Exercise: Make a verbatim copy of all the records.

Data shown START

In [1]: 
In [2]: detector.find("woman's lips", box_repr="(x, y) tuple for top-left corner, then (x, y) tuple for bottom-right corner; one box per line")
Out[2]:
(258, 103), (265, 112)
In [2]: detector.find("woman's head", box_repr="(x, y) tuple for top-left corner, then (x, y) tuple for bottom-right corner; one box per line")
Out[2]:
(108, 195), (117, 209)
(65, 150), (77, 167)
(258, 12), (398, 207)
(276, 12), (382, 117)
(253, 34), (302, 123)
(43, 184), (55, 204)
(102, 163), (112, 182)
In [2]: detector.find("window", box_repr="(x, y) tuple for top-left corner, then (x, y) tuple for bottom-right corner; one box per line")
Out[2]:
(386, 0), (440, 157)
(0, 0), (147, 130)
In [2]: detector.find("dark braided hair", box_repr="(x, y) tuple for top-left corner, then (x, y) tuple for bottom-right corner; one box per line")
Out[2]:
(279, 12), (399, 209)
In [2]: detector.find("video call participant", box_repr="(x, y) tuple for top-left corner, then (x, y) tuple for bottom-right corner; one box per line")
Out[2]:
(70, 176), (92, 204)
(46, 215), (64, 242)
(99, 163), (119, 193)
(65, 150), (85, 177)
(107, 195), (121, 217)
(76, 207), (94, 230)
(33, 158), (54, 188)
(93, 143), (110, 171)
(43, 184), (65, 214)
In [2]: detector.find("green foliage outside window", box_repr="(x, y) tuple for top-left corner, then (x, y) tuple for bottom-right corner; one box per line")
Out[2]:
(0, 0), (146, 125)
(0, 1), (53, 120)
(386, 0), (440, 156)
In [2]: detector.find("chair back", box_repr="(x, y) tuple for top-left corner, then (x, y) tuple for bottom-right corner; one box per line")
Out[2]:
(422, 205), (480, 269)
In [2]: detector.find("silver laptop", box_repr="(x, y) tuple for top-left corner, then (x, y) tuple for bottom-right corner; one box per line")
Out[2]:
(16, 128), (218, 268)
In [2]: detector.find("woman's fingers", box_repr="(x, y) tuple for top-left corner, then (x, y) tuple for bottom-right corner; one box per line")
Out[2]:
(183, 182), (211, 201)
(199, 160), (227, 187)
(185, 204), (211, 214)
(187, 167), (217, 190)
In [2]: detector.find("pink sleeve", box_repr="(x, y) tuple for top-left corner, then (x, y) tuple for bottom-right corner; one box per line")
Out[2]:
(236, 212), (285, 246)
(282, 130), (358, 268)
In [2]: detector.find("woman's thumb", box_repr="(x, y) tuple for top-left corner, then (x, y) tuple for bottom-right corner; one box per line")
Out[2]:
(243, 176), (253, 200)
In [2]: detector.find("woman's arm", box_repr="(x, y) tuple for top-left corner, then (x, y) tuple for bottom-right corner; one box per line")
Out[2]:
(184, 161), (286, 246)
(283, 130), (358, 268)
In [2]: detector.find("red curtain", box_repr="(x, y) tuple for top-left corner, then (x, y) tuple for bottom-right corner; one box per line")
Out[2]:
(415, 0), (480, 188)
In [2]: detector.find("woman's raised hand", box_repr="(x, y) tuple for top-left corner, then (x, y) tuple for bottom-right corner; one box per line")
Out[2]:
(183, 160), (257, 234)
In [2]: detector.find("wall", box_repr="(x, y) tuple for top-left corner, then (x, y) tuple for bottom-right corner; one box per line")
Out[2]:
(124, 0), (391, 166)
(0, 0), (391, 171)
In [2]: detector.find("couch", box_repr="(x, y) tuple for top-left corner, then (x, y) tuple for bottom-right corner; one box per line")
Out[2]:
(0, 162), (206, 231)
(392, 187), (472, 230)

Data shown END

Output below:
In [1]: 
In [2]: detector.find("woman's lips", box_repr="(x, y) tuple for top-left corner, then (x, y) tuple for bottom-right corner; one box per line")
Out[2]:
(258, 103), (265, 112)
In [2]: detector.find("woman's head", box_repr="(x, y) tuple for top-left corner, then (x, y) tuple for bottom-right corner; one box per line")
Out[2]:
(108, 195), (117, 209)
(65, 150), (77, 167)
(258, 12), (398, 207)
(276, 12), (382, 117)
(253, 34), (302, 123)
(43, 184), (55, 204)
(102, 163), (112, 182)
In [2]: detector.find("window", box_repr="(x, y) tuple for top-left corner, then (x, y) tuple for bottom-right corner; one box per line")
Out[2]:
(386, 0), (440, 157)
(0, 0), (147, 130)
In [2]: detector.find("dark braided hair", box_repr="(x, y) tuple for top-left corner, then (x, y) tuple for bottom-right corner; one box per line")
Out[2]:
(279, 12), (399, 209)
In [2]: detector.find("video call participant", box_repr="(x, y) tuple for top-left corner, then (x, y) tuple for bottom-right corner; one box per line")
Out[2]:
(70, 176), (92, 204)
(46, 215), (64, 242)
(99, 163), (119, 193)
(65, 150), (85, 177)
(107, 195), (121, 217)
(76, 207), (94, 230)
(33, 158), (54, 188)
(93, 143), (110, 171)
(43, 184), (65, 214)
In [2]: detector.find("green foliage outside window", box_repr="(x, y) tuple for top-left corner, then (x, y) tuple for bottom-right corner; one box per line")
Out[2]:
(0, 0), (146, 125)
(0, 1), (53, 120)
(386, 0), (440, 156)
In [2]: detector.find("chair back", box_repr="(x, y) tuple for top-left corner, then (x, y) tuple for bottom-right corner; one box per line")
Out[2]:
(422, 205), (480, 269)
In [2]: detector.find("silver laptop", box_repr="(x, y) tuple for top-left corner, then (x, y) tuple for bottom-right corner; one box per line")
Out[2]:
(16, 128), (218, 268)
In [2]: detector.find("woman's fingers", box_repr="(x, y) tuple for top-left corner, then (x, y) tuple for bottom-right corner; one box per line")
Out[2]:
(183, 182), (211, 201)
(199, 160), (227, 187)
(185, 204), (211, 214)
(187, 167), (217, 190)
In [2]: detector.find("pink sleeve", box_repr="(x, y) tuple for top-left corner, then (x, y) tuple for bottom-right corner; one box per line")
Out[2]:
(236, 212), (285, 246)
(282, 130), (358, 268)
In [2]: detector.find("woman's thumb", box_repr="(x, y) tuple for top-left corner, then (x, y) tuple for bottom-right corner; one box per line")
Out[2]:
(243, 176), (253, 200)
In [2]: detector.find("woman's arm", box_repr="(x, y) tuple for top-left corner, then (x, y) tuple for bottom-right corner; one box per line")
Out[2]:
(184, 161), (286, 246)
(283, 130), (358, 268)
In [2]: detector.find("red curtain", box_repr="(x, y) tuple for top-left corner, then (x, y) tuple for bottom-right corner; one box per line")
Out[2]:
(415, 0), (480, 188)
In [2]: detector.find("woman's raised hand", box_repr="(x, y) tuple for top-left corner, then (x, y) tuple for bottom-right corner; one box per line")
Out[2]:
(183, 160), (257, 234)
In [2]: detector.find("wall", box_repr="(x, y) tuple for top-left corner, then (x, y) tuple for bottom-right corner; one box per line")
Out[2]:
(124, 0), (391, 166)
(0, 0), (391, 171)
In [2]: detector.find("couch", box_repr="(x, y) tuple for top-left corner, then (x, y) tuple for bottom-right corner; one box per line")
Out[2]:
(0, 162), (206, 231)
(392, 187), (472, 230)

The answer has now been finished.